Eu e
minhas prosas com o filho de Taperoá...
Fonte: [www.wordpress.com]
_Mestre
Ariano... vamos confabular um bocadinho?
_Diga lá,
essa menina! O que é que há?
_Professor...
eu acho que estou adiantando a idade e ficando rabugenta, perdendo uma das
minhas características mais fortes (a paciência) com certas coisas que ando a
observar...
_Oxente, criatura,
me conte o que sucede por aí! De repente, eu escrevo um auto celestial e lhe
mando em sonho num boi voador, pra você atravessar esta cidade, que nem nos
tempos de Nassau...

DADOS FORNECIDOS >>
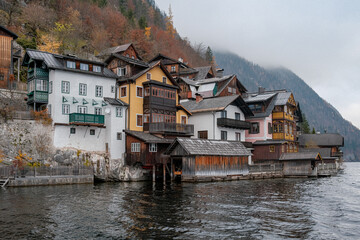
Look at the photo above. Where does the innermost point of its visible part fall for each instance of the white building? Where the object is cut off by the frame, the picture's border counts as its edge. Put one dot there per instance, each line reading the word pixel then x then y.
pixel 80 98
pixel 219 118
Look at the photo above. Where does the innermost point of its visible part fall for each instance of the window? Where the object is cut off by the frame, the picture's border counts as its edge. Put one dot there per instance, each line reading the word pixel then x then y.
pixel 65 87
pixel 270 128
pixel 238 137
pixel 123 92
pixel 139 91
pixel 70 64
pixel 96 68
pixel 118 136
pixel 82 109
pixel 118 112
pixel 84 66
pixel 147 91
pixel 139 120
pixel 98 111
pixel 98 91
pixel 41 85
pixel 135 147
pixel 183 119
pixel 152 147
pixel 272 148
pixel 82 89
pixel 121 71
pixel 254 128
pixel 66 109
pixel 202 134
pixel 223 135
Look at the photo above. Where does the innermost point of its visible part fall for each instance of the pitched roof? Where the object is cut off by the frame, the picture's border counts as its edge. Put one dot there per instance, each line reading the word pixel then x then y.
pixel 127 59
pixel 147 137
pixel 321 140
pixel 56 61
pixel 209 147
pixel 216 104
pixel 300 156
pixel 13 35
pixel 115 102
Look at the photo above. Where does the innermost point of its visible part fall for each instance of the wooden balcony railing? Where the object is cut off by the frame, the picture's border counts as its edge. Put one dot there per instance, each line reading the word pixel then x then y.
pixel 233 123
pixel 170 128
pixel 86 119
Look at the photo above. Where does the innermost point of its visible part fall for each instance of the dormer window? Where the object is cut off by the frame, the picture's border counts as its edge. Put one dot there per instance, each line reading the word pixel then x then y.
pixel 96 68
pixel 70 64
pixel 121 71
pixel 84 66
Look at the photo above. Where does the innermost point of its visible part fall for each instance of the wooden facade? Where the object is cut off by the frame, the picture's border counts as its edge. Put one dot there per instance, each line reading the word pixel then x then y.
pixel 6 57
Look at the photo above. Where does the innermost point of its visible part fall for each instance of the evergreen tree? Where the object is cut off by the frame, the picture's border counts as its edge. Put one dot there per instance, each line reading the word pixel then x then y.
pixel 209 55
pixel 305 125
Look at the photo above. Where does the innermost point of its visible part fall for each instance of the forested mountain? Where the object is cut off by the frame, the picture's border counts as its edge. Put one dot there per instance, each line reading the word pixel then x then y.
pixel 320 114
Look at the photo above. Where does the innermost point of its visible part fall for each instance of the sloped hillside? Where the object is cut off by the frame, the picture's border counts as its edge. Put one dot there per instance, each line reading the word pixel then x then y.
pixel 320 114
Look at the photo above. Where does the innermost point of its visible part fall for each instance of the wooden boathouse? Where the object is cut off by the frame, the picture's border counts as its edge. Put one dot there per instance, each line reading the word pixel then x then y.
pixel 208 160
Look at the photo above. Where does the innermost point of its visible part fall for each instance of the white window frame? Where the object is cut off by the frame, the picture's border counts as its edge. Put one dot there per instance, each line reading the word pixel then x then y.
pixel 96 68
pixel 82 89
pixel 84 66
pixel 70 64
pixel 66 109
pixel 118 111
pixel 152 147
pixel 65 87
pixel 142 91
pixel 98 91
pixel 135 147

EXERCÍCIO PROPOSTO >> Você pode reproduzir, sem nenhuma alteração, o trecho do texto fornecido que vai de "Fonte: [www.wordpress.com]" até "tempos de Nassau...", incluindo esses dois pontos?

RESULTADO DA TAREFA >>
Fonte: [www.wordpress.com]
_Mestre
Ariano... vamos confabular um bocadinho?
_Diga lá,
essa menina! O que é que há?
_Professor...
eu acho que estou adiantando a idade e ficando rabugenta, perdendo uma das
minhas características mais fortes (a paciência) com certas coisas que ando a
observar...
_Oxente, criatura,
me conte o que sucede por aí! De repente, eu escrevo um auto celestial e lhe
mando em sonho num boi voador, pra você atravessar esta cidade, que nem nos
tempos de Nassau...